_GOAL:_ Gather every line in the entries below that contains the word "blazer", and list those lines in the order they appear.

***** DATA FOR THIS EXERCISE *****

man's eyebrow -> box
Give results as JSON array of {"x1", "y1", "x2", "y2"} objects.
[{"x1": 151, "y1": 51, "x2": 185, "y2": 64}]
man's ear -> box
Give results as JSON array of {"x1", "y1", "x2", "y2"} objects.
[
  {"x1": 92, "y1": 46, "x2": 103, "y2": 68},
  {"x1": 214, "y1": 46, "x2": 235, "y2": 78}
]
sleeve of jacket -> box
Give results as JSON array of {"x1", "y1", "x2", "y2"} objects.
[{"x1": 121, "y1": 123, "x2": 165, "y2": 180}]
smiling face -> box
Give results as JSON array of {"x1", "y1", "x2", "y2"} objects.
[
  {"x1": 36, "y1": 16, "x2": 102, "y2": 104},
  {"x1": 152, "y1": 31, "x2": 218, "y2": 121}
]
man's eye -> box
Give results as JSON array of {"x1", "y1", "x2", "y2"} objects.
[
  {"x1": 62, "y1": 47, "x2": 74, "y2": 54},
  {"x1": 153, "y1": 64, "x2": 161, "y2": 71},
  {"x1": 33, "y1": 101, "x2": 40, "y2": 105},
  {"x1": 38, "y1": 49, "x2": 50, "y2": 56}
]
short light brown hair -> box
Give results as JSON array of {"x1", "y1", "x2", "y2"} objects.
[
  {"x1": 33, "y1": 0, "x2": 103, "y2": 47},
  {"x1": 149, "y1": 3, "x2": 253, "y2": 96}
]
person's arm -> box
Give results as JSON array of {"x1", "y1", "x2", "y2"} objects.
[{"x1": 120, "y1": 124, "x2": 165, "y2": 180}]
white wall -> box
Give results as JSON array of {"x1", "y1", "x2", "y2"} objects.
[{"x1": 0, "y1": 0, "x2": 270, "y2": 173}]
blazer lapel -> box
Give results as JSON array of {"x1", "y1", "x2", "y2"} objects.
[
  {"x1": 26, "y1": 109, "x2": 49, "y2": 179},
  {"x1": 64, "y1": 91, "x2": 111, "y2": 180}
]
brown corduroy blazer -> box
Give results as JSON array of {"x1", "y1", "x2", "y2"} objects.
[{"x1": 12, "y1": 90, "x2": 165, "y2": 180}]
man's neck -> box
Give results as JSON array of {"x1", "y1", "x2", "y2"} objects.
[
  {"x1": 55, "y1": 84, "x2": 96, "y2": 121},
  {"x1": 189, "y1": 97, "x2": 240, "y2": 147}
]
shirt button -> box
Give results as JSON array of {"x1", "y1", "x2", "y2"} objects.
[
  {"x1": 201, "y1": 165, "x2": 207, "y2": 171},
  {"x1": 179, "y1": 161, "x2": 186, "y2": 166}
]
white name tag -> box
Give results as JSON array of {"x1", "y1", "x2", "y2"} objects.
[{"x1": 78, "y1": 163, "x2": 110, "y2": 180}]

*****

_TASK SOLUTION:_
blazer lapel -> box
brown corduroy blazer -> box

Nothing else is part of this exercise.